*Page excerpt:*
..........

Six Months Ended June 30, 2022 compared to Six Months Ended June 30, 2021
Gold production decreased 11% driven by the timing of recoveries. Metal sales were $72.1 million, or 18% of Coeur’s metal sales, compared to $77.5 million, or 19% of Coeur’s metal sales. Revenue for the six months ended June 30, 2022 decreased by $5.4 million, of which $8.9 million was due to a lower volume of gold and silver sales, partially offset by an increase of $3.5 million due to higher average realized gold prices. Costs applicable to sales per gold ounce increased 22% due to higher equipment rental and consumable costs partially due to inflationary pressures. Amortization decreased to $4.3 million due to lower ounces sold. Capital expenditures were $1.8 million.
Silvertip
Six Months Ended June 30, 2022
Silvertip suspended mining and processing activities, unrelated to COVID-19, in February 2020. Ongoing carrying and suspension costs are included in Pre-development, reclamation, and other.
Coeur continues to advance study work to assess the economics of a potential future expansion and restart of its high-grade Silvertip silver-zinc-lead development project in British Columbia, Canada. The Company’s objective remains to complete an evaluation by year end of higher throughput scenarios to reduce unit costs and to take advantage of Silvertip’s expanding, high-grade resource base.
Ongoing carrying costs at Silvertip totaled $10.9 million in the first half of 2022, compared to $13.4 million in the prior year. Capital expenditures during the first half of 2022 totaled $17.6 million compared to $28.9 million in the prior year due to continued infill drilling and underground development. For 2022, capital expenditures are now expected to be approximately $28 - $36 million (previously $18 - $24 million). The revised figures reflect increase underground development and infill drilling.

..........

*Information:*
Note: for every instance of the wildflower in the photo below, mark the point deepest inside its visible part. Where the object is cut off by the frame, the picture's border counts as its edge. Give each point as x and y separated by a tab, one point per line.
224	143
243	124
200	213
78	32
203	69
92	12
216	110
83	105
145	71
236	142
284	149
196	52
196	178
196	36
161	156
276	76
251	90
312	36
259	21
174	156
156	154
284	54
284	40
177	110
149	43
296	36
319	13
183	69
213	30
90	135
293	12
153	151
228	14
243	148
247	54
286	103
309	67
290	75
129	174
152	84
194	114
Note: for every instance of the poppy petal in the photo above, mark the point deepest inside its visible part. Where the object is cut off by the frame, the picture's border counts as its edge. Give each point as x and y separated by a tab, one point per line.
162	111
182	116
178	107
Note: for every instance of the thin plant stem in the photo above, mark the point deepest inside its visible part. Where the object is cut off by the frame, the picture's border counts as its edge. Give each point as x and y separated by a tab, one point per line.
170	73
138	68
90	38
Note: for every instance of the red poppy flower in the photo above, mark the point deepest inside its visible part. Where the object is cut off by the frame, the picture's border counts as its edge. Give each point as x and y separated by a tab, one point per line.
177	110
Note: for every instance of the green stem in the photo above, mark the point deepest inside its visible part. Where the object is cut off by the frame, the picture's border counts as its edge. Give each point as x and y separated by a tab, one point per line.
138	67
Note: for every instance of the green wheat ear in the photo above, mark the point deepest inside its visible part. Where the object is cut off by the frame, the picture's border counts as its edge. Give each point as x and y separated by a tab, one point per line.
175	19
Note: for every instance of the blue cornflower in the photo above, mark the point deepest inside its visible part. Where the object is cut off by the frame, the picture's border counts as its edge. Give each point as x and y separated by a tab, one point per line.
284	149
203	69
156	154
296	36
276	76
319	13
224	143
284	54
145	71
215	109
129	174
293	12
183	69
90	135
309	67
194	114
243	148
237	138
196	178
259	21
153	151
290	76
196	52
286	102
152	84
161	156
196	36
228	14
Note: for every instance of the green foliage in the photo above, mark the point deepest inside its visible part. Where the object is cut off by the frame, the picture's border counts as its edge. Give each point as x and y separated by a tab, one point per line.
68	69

..........

*Study questions:*
1 - Please answer these from the Coeur mining report excerpt:
(a) What were metal sales for the six months ended June 30, 2022, in the paragraph on gold production?
(b) In what month and year did Silvertip suspend mining and processing activities?
(c) What did ongoing carrying costs at Silvertip total in the first half of 2022?
2 - Write the next part of the Coeur mining report excerpt, picking up after its final sentence.

*Answer section:*
1 -
(a) $72.1 million, or 18% of Coeur's metal sales.
(b) February 2020.
(c) $10.9 million.

2 -
Liquidity and Capital Resources
At June 30, 2022, the Company had $75.6 million of cash, cash equivalents and restricted cash and $244.5 million available under the RCF. Cash and cash equivalents increased $17.5 million in the six months ended June 30, 2022, due to the net proceeds of $98.3 million from the sale of 22.1 million shares of its common stock, net proceeds of $15.3 million received from the sale of the La Preciosa project, and a 13% and 4% increase in gold and silver ounces sold, respectively, partially offset by a 6% decrease in average realized silver prices, higher operating costs and capital expenditures related to POA 11 at Rochester.
In March 2022, the Company completed a $100.0 million “at the market” offering of its common stock, par value $0.01 per share (the “Equity Offering”). The Company sold a total of 22,053,275 shares of common stock in the Equity Offering at an average price of $4.53 per share, raising net proceeds (after sales commissions) of $98.3 million.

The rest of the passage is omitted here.